WHAT IS NEEDED: Could you show each line of the records that contains the word "Vertices"?

INFORMATION SUPPLIED:
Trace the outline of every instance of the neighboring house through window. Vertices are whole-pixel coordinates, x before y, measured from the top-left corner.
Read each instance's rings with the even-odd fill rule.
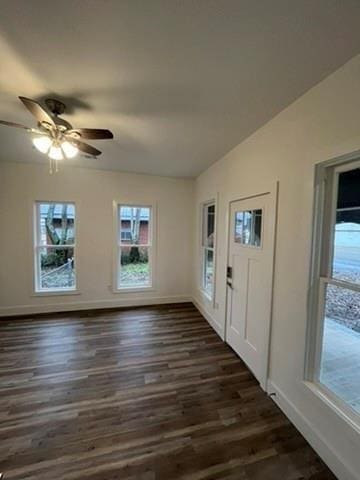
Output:
[[[75,290],[75,205],[36,202],[35,219],[35,291]]]

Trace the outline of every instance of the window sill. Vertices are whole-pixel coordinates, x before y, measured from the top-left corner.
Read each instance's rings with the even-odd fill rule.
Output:
[[[81,295],[79,290],[43,290],[33,292],[32,297],[60,297],[63,295]]]
[[[360,415],[349,407],[346,402],[318,382],[305,380],[302,383],[312,394],[324,402],[336,415],[360,434]]]
[[[113,288],[113,293],[138,293],[138,292],[155,292],[154,287],[122,287]]]
[[[200,294],[202,295],[202,297],[204,297],[205,300],[207,300],[208,302],[212,303],[214,298],[213,298],[213,295],[210,295],[206,290],[204,290],[203,288],[199,288],[199,291],[200,291]]]

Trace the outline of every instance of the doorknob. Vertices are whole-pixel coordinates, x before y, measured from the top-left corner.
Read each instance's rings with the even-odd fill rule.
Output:
[[[232,283],[229,282],[229,280],[226,282],[226,285],[231,288],[231,290],[234,290],[234,287],[232,286]]]

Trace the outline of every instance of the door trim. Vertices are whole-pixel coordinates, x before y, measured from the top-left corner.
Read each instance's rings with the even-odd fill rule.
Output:
[[[271,336],[272,336],[272,323],[273,323],[273,304],[274,304],[274,282],[275,282],[275,255],[276,255],[276,236],[277,236],[277,222],[278,222],[278,199],[279,199],[279,182],[271,182],[267,185],[268,188],[263,188],[257,193],[249,193],[244,194],[241,196],[231,195],[228,196],[226,200],[227,211],[226,211],[226,267],[229,264],[229,253],[230,253],[230,227],[231,227],[231,205],[234,202],[238,202],[241,200],[249,200],[251,198],[261,197],[264,195],[269,195],[270,199],[270,214],[272,214],[273,221],[271,222],[271,238],[273,239],[272,249],[272,282],[271,282],[271,300],[270,300],[270,314],[269,314],[269,321],[266,325],[266,351],[264,355],[264,367],[263,372],[264,375],[262,378],[259,379],[261,388],[265,391],[269,391],[269,373],[270,373],[270,361],[271,361]],[[227,338],[227,329],[228,329],[228,321],[229,321],[229,287],[226,285],[226,268],[225,268],[225,275],[224,275],[224,282],[225,282],[225,325],[224,325],[224,340],[226,342]]]

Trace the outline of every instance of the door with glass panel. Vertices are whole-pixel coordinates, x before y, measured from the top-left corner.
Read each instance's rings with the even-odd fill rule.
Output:
[[[226,341],[266,389],[271,319],[275,199],[230,204]]]
[[[360,161],[324,178],[313,377],[360,414]]]

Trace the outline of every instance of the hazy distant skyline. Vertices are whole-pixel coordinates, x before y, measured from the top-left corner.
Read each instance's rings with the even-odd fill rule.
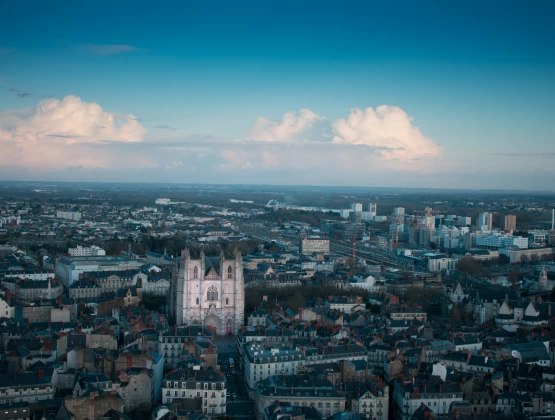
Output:
[[[554,189],[553,2],[186,3],[1,2],[0,179]]]

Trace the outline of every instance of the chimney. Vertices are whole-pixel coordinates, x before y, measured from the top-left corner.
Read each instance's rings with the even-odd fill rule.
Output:
[[[38,375],[39,375],[39,378],[40,378],[40,379],[44,378],[44,370],[40,369],[40,370],[38,371]]]
[[[414,388],[412,390],[412,398],[414,398],[415,400],[420,398],[420,390],[418,388]]]
[[[128,354],[127,355],[127,368],[129,369],[130,367],[133,367],[133,355]]]

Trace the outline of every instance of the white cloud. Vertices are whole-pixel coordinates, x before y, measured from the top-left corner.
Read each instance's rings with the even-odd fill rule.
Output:
[[[412,125],[412,118],[396,106],[351,109],[348,117],[332,124],[334,143],[366,145],[385,158],[411,160],[437,156],[440,147]]]
[[[259,141],[314,141],[325,135],[329,126],[327,118],[301,109],[298,113],[286,112],[279,121],[258,117],[250,131],[250,138]]]
[[[347,118],[334,122],[310,109],[287,112],[279,121],[258,117],[251,129],[250,139],[367,146],[374,151],[375,157],[398,161],[433,157],[441,151],[436,143],[412,124],[412,118],[405,111],[386,105],[376,109],[353,108]]]
[[[0,113],[0,164],[106,167],[118,159],[92,146],[140,142],[146,130],[75,96],[45,99],[36,107]]]

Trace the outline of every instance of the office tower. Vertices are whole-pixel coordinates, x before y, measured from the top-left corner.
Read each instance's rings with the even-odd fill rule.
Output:
[[[376,214],[378,214],[377,210],[378,210],[377,203],[368,204],[368,213],[370,213],[372,216],[375,216]]]
[[[478,228],[478,230],[492,230],[493,229],[492,214],[490,212],[479,213],[476,227]]]
[[[360,213],[362,211],[362,203],[353,203],[351,204],[351,211],[355,211]]]

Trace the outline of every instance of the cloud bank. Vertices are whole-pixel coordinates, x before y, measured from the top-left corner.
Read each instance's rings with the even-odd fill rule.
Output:
[[[75,96],[0,113],[0,178],[375,184],[393,172],[439,170],[429,159],[439,146],[397,107],[354,108],[334,121],[310,109],[258,117],[235,140],[153,128]]]
[[[75,96],[46,99],[0,113],[0,164],[109,167],[112,158],[92,146],[140,142],[145,132],[132,115],[120,117]]]
[[[287,112],[280,120],[258,117],[250,141],[222,151],[225,169],[326,167],[328,171],[422,170],[441,148],[424,136],[399,107],[350,110],[331,121],[310,109]],[[407,167],[407,163],[410,166]]]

RESULT FOR THIS TASK:
Trace the outline of every instance of the neighboring house through window. Vertices are whole-pixel coordinates, x before y, measured from the top-left corner.
Trace the outline of every instance of the window sill. Vertices are whole-pixel coordinates, x before y, measured from the top-left corner.
Trace the outline of every instance of the doorknob. Vertices are whole-pixel coordinates, x before y, measured from the top-left corner.
Trace the outline of every instance of the door trim. Vertices are whole-pixel coordinates, x before y, measured from the top-left corner.
Trace the outline of every instance of the door with glass panel. Vertices are whole-pixel coordinates, x before y, measured from the top-left corner.
Trace the outline of every instance of the hazy distant skyline. Vertices are whole-pixel coordinates, x before y, measured from the top-left corner.
Trace the outline of every instance of the chimney. Vertices are whole-pixel coordinates, x before y, measured from the top-left corner.
Trace the outline of every instance of the white cloud. Vertices are whole-pixel coordinates, x before y, measured from the top-left corner.
Trace the outline of every instance of the office tower. Vertices are whole-pixel coordinates, x before y, measured from the top-left corner.
Trace the outline of every instance of the cloud bank. Vertices are whole-pixel coordinates, x before y, measured from the top-left corner.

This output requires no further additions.